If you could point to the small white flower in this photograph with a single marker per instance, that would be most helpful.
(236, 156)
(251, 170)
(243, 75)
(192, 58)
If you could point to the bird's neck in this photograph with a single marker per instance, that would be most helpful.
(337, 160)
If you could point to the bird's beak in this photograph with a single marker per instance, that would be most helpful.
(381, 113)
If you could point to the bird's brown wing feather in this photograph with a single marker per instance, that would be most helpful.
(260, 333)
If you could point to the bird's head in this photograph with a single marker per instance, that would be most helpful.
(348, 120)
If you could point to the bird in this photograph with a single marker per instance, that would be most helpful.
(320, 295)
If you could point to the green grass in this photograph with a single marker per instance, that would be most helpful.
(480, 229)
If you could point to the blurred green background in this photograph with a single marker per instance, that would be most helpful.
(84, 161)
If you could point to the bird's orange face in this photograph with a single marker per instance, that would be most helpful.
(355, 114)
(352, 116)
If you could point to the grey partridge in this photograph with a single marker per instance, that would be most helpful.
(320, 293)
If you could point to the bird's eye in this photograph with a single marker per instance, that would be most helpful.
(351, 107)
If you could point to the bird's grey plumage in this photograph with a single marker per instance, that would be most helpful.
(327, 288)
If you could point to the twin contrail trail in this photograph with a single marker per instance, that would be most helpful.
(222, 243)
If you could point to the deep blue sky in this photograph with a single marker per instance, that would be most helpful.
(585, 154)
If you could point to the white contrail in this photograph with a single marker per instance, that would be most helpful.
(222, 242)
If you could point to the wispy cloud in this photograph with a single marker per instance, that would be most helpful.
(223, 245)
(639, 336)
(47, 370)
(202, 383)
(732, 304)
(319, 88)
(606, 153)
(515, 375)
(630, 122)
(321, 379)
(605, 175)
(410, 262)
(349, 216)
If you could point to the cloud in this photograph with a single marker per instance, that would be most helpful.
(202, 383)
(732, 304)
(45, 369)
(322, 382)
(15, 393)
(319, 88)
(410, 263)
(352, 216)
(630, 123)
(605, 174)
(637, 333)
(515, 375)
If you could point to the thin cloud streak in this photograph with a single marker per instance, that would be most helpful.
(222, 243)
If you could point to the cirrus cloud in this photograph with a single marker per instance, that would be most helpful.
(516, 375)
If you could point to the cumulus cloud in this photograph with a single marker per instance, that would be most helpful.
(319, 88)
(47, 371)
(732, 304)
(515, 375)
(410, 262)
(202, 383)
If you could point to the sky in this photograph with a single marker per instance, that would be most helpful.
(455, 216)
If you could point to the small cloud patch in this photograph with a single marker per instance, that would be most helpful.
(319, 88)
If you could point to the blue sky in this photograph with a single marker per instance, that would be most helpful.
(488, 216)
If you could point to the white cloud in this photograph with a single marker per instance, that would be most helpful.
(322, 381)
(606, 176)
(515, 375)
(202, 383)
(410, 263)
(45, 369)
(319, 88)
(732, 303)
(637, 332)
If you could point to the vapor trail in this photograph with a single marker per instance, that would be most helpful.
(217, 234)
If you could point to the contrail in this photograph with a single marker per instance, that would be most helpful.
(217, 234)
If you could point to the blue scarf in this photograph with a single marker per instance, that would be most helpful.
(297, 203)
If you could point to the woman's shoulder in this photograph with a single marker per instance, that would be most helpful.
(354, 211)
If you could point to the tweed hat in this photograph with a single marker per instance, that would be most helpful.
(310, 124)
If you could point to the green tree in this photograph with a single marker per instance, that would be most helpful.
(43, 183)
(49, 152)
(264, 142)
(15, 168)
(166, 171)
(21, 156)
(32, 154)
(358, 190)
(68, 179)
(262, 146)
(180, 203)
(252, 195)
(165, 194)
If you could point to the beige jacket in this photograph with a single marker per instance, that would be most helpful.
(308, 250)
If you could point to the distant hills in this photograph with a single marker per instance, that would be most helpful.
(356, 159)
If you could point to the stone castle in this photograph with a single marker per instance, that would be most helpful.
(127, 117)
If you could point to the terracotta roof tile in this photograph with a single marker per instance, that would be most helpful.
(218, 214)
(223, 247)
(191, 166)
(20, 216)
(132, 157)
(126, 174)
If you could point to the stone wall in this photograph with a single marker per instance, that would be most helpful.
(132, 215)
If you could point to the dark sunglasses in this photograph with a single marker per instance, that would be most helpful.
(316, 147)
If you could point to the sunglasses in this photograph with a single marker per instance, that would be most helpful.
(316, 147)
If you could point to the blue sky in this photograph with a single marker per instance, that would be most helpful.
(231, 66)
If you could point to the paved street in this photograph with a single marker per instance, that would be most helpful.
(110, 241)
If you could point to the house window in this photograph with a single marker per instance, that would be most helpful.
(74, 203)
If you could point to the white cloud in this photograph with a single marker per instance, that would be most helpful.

[TASK GOAL] Copy every line above word for word, without changing anything.

[ANSWER IN FULL]
If you could point to the small white flower in this photograph with a single marker per instance, that would be most helpful.
(236, 156)
(251, 170)
(243, 75)
(192, 58)
If you could point to the bird's neck in this photograph with a single marker per instance, that would be most helpful.
(337, 160)
If you could point to the bird's beak in this photograph with a single marker per instance, that would be most helpful.
(381, 113)
If you could point to the bird's brown wing feather in this photograph with a single marker per instance, that would be most helpful.
(260, 333)
If you could point to the bird's head in this photograph with a single marker per instance, that would be most helpful.
(348, 120)
If you could point to the bird in this photograph with a single marker per instance, that would be most helpful.
(320, 295)
If you could point to the green grass in this photograph with a single marker per instance, that would be most helpful.
(480, 229)
If you could point to the blurred green background in this photograph with a single marker per instance, that would be most helpful.
(84, 161)
If you could point to the bird's orange face in this photograph with a single marker per instance, that would be most helpful.
(355, 114)
(352, 116)
If you could point to the grey partridge in this photograph with a single marker per instance, that would be most helpful.
(320, 293)
If you could point to the bird's eye in this photograph with a single marker per instance, that would be most helpful.
(351, 107)
If you could point to the bird's grey plumage in this photograph with a single marker per instance, that would be most helpful.
(327, 288)
If you could point to the twin contrail trail in this photograph with a single marker per instance, that would be most helpful.
(222, 243)
If you could point to the deep blue sky in this photograph with a single marker per instance, that would be most helpful.
(585, 154)
If you could point to the white contrail in this photograph with a single marker per instance, that would be most helpful.
(222, 242)
If you could point to the wispy cloud in this photograph with a single marker per instance, that would be most helpful.
(223, 245)
(639, 336)
(47, 370)
(202, 383)
(732, 304)
(319, 88)
(606, 153)
(515, 375)
(630, 122)
(321, 379)
(605, 175)
(410, 262)
(349, 216)
If you could point to the cloud in this photograph with a single marker per instance, that would be most helpful.
(202, 383)
(732, 304)
(45, 369)
(322, 382)
(15, 393)
(319, 88)
(410, 263)
(352, 216)
(630, 123)
(605, 174)
(637, 333)
(515, 375)
If you could point to the thin cloud streak in this photograph with a single marker per instance, that would be most helpful.
(222, 243)
If you could point to the cirrus cloud in this photograph with a single marker per instance, that would be most helpful.
(516, 375)
If you could point to the cumulus cloud in this photograph with a single marker per instance, that would be most helpful.
(319, 88)
(47, 371)
(732, 304)
(515, 375)
(410, 262)
(202, 383)
If you could point to the sky in this photograph with a single marker per instance, that would be most helpful.
(455, 216)
If you could point to the small cloud patch in this photograph with a single marker per instance, that would be most helpful.
(319, 88)
If you could point to the blue sky in this photograph with a single marker per instance, that would be most helpful.
(488, 216)
If you could point to the white cloud in this photograph with a single marker per instance, that would be most helpful.
(322, 381)
(606, 176)
(515, 375)
(202, 383)
(410, 263)
(45, 369)
(319, 88)
(732, 303)
(637, 332)
If you could point to the vapor trail in this photograph with a single marker per instance, that would be most helpful.
(217, 234)
If you could point to the contrail in this photograph with a single marker per instance, that would be most helpful.
(217, 234)
If you could point to the blue scarf in this photograph with a single marker per instance, that would be most helpful.
(297, 203)
If you could point to the woman's shoulder in this photograph with a single marker per instance, that would be most helpful.
(354, 211)
If you could point to the tweed hat in this photograph with a single marker per instance, that would be most helpful.
(310, 124)
If you could point to the green tree in this photograph with a single marker per instance, that would be most helpful.
(43, 183)
(49, 152)
(264, 142)
(15, 168)
(166, 171)
(21, 156)
(32, 154)
(358, 190)
(68, 179)
(262, 146)
(180, 203)
(252, 195)
(165, 194)
If you could point to the beige jacket in this photograph with a single marker per instance, that would be most helpful.
(308, 250)
If you could point to the distant hills in this photograph with a single marker per instance, that would be most helpful.
(356, 159)
If you could point to the stone castle in this photograph with a single marker per instance, that would be most helpful.
(127, 117)
If you could point to the terracotta roof tile in this photograph with a single marker per instance, that would be most helpful.
(218, 214)
(223, 247)
(191, 166)
(20, 216)
(132, 157)
(126, 174)
If you could point to the stone wall in this photograph with a single marker per instance, that would be most helpful.
(132, 215)
If you could point to the dark sunglasses in this photograph with a single marker per instance, that would be most helpful.
(316, 147)
If you could point to the sunglasses in this photograph with a single marker per instance, that would be most helpful.
(316, 147)
If you could point to the blue sky in this photograph with a single marker per instance, that would be most helpful.
(231, 66)
If you could point to the paved street in this photograph with a single marker per instance, that would be most helpful.
(110, 241)
If you could point to the house window in this photograph with a single marker per instance, that would be most helpful.
(74, 203)
If you could point to the white cloud in this photograph with a single marker per instance, that would be most helpful.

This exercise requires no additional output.